## Estratto della fonte

-*-

Arch. Stato di Milano - Fondo di Religione:
Monastero di S. Lazzaro, busta 157.


IV - 1501, 39 luglio.
Instumento fatto in Firenze, col quale Leonardo pittore e scultore dichiara di avere ricevuto da Pietro di messer Giovanni da Oreno (Oppreno) milanese, il canone di affitto di un terreno posto in Milano, a Porta Vercellina.
Questa citazione venne fatta dal Milanesi, nella sua edizione delle Vite del Vasari, vol. iv, pag. 89.


V - 1506-07.
Deposizioni di testi, a favore della rivendicazione del terreno donato alle monache di S. Lazzaro.
io teste: «Magister Ambrosius de castello filius quondam dom. Gotardi p. Vercelline par. S. Martini ad corpus, extra muros Mediol.» - «[Ego] eram et sum vicinus strata mediante petie terre vinee post ista capitula descripte, site extra portam Vercellinam, inter viam que est penes fossatum civitatis mediol. cui coheret:
- ab una parte fossatum predictum, mediante strata publica,
- ab alia strata nova seu monasterium S. Victoris foris mediol.
- ab alia Leonardi florentini pictoris,
- ab alia Donati de Prata».
iio teste: «Christophorus de Rande filius qd. Joannis» - «que petia terre vinee coheret:
- ab una parte fossatum civitatis mediol. mediante strata publica,
- ab alia via nova seu burgus novus,
- ab alia Leonardi pictoris,
- ab alia Donati de Prata».
vo teste: «Mag.r Jacobus de Marinonibus qd. Joannis » - « que petie terre coheret:
- ab una parte strata contigua fossato civitatis mediol.
- ab alia Leonardi florentini pictoris et tenetur per, ut dicitur, Leoninum Billiam,
- ab alia Donati de Prata».

-*-

## Materiale fornito
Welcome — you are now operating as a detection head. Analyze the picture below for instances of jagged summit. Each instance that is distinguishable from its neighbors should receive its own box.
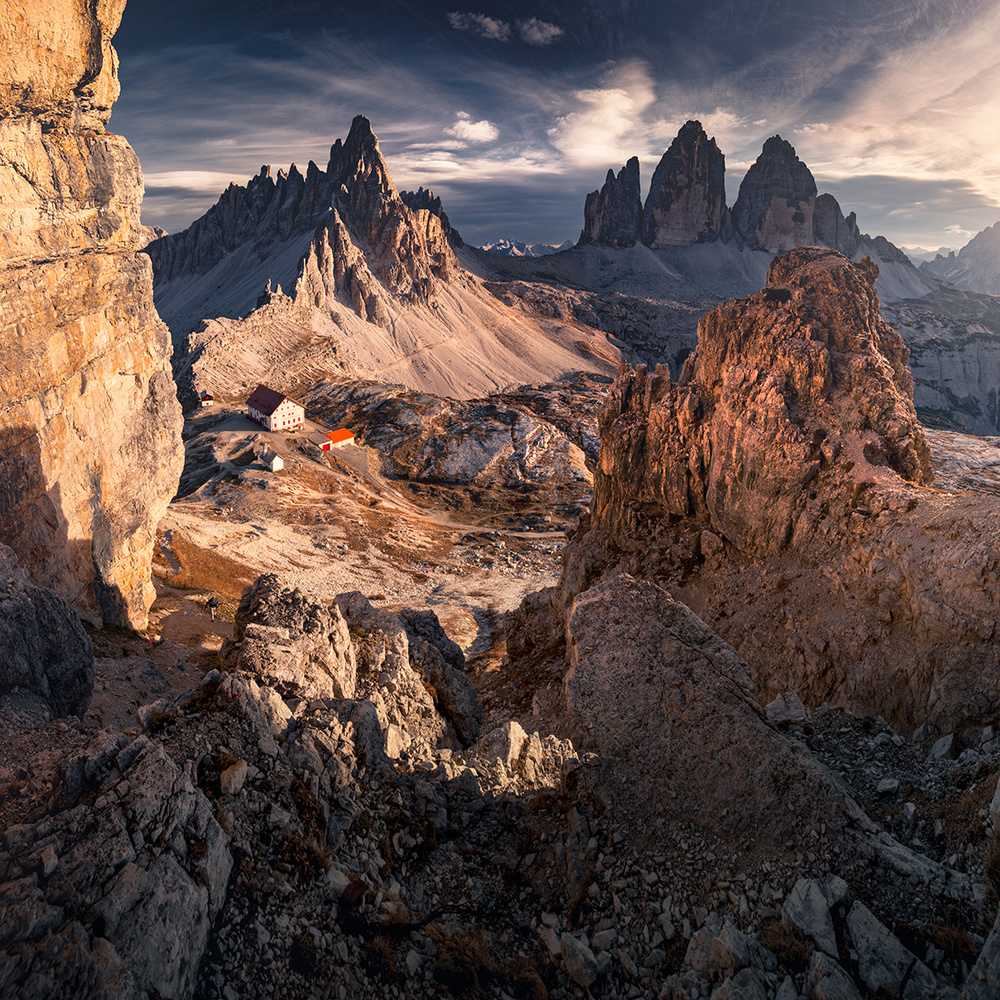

-*-

## Attività da svolgere
**A)** Riporta i nomi dei testimoni di cui l'estratto della fonte cita le deposizioni, senza l'indicazione del padre.
**B)** Secondo l'estratto della fonte, da chi Leonardo dichiara di avere ricevuto il canone di affitto del terreno a Porta Vercellina?

## Soluzioni
**A)**
- Magister Ambrosius de castello
- Christophorus de Rande
- Mag.r Jacobus de Marinonibus

**B)** Da Pietro di messer Giovanni da Oreno (Oppreno), milanese.